▶ **TEXT SHOWN**:
--- begin ---
Norconex / crawlers

Norconex Crawlers (or spiders) are flexible web and filesystem crawlers for collecting, parsing, and manipulating data from the web or filesystem to various data repositories such as search engines.
https://opensource.norconex.com/crawlers
Apache License 2.0
183 stars 68 forks source link

Can you help me with basic configuration? #308

Closed PaboukCZ closed 7 years ago

PaboukCZ commented 7 years ago

Hello there! I have been looking for some simple web crawler and I found this project and liked it very much. The problem is, that I can't find any useful tutorials for dummies and don't know how to correctly set up it to do the work I want (even after reading the documentation). I want to crawl about 10 different web sites, here is an example url: start web page There, I want to crawl over all the departments (there are 5 of them together) and all their courses (course code and course title has the same url). For each of the course I want to save its title and then its content. Content for each of the course looks like this: course detail In this url I want to get (now for simplicity) only the Annotation and Lecture syllabus text.

So the output I want to achieve (for the first department) is something like:

Dept of Computer Science:
- Advanced Algorithms
-- Annotation: "text"
-- Lecture syllabus: "text"
- Algorithms and Graphs 1
-- Annotation: "text" ....

and so on. Then I want to store these informations into ElasticSearch, but that's not a part of this question.

Please, can someone give me a clue, how to achieve this, how to set the XML configuration files? Is this thing I need to achieve even posible? Every advice or link for some tutorial/examples is appreciated. Thanks!
--- end ---
▶ **INFORMATION SUPPLIED**:
--- begin ---
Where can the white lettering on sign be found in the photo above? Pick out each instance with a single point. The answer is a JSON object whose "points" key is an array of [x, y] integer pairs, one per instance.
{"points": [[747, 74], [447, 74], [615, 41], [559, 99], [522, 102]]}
--- end ---
▶ **JOBS**:
1. Please write out the Norconex thread from "- Algorithms and" to "of this question.".
2. Summarize the Norconex thread in two sentences.

▶ **ANSWERS PROVIDED**:
1.
- Algorithms and Graphs 1
-- Annotation: "text" ....

and so on. Then I want to store these informations into ElasticSearch, but that's not a part of this question.

2. A user who likes the Norconex Crawlers project cannot find beginner tutorials and does not know how to set it up correctly, even after reading the documentation. The user wants to crawl about 10 websites, going through all five departments and their courses on one example site to save each course's title with its Annotation and Lecture syllabus text, and asks for help setting up the XML configuration files.